▶ WORK ORDER
Please transcribe every entry below exactly as written.

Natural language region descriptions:
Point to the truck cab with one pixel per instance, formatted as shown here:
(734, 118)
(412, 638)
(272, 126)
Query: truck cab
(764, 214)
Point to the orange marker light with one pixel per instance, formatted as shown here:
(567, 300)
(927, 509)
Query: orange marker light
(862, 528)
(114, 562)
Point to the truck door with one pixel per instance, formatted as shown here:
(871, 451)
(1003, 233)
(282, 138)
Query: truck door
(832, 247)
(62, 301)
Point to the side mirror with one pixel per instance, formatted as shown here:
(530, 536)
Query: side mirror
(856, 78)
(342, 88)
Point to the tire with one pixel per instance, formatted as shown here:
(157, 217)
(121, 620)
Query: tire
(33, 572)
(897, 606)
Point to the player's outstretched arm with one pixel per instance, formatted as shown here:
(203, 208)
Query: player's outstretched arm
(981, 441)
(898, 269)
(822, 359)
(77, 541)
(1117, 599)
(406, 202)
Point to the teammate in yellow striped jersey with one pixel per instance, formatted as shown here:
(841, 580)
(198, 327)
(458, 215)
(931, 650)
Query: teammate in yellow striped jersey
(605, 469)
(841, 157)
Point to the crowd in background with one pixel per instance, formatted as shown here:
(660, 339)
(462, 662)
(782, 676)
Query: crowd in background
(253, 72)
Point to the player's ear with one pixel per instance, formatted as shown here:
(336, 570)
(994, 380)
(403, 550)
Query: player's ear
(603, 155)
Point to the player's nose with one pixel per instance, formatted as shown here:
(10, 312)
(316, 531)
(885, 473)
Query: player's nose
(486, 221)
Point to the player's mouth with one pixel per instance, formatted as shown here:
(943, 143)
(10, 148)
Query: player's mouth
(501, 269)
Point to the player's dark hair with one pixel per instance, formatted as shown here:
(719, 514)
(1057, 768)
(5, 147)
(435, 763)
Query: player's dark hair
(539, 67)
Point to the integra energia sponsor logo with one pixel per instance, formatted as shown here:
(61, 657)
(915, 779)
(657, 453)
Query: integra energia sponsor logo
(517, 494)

▶ ANSWER FOR THIS EXERCISE
Point to the truck cab with one pixel per instance, formatted as shown here:
(734, 118)
(412, 638)
(272, 126)
Query: truck cab
(764, 214)
Point to the orange marker light with one pixel per instance, formatted as shown here:
(567, 300)
(927, 509)
Query: orange marker light
(862, 528)
(114, 562)
Point to the truck door with one pixel per instance, formatted as shown here:
(871, 451)
(1003, 233)
(282, 138)
Query: truck door
(832, 247)
(62, 301)
Point to the side mirror with one pixel per instance, formatted as shown here:
(530, 536)
Query: side mirror
(856, 78)
(342, 88)
Point to the tire with one pixel per instance, formatted as shown here:
(157, 217)
(121, 620)
Query: tire
(33, 572)
(897, 606)
Point to the player's outstretched arm with one pixel per instance, formatted as shown here:
(203, 208)
Query: player's outstretched arm
(981, 441)
(898, 269)
(822, 359)
(77, 541)
(1117, 599)
(406, 202)
Point to the teammate in yellow striped jersey with one pixel per instance, formatted as shown here:
(841, 580)
(198, 327)
(458, 215)
(931, 650)
Query: teammate in yellow striped jersey
(605, 469)
(841, 157)
Point to the crowd in background with one pixel per instance, formatted as shown here:
(660, 339)
(462, 662)
(782, 676)
Query: crowd in background
(253, 72)
Point to the player's ear with one pixel per instance, formatted as shown here:
(336, 570)
(994, 380)
(403, 550)
Query: player's ear
(603, 155)
Point to the player's nose with one pixel per instance, formatted as shown here:
(10, 312)
(316, 531)
(885, 473)
Query: player's nose
(486, 221)
Point to the player's mouth with one pixel per instance, formatted as shown here:
(943, 143)
(10, 148)
Query: player's mouth
(501, 269)
Point to the player's dark hair with one pixel per instance, formatted as shown here:
(719, 514)
(1057, 768)
(5, 147)
(435, 763)
Query: player's dark hair
(539, 67)
Point to the integra energia sponsor logo with one pixel per instance, formatted as shown here:
(61, 657)
(915, 779)
(657, 453)
Query: integra energia sponsor logo
(517, 494)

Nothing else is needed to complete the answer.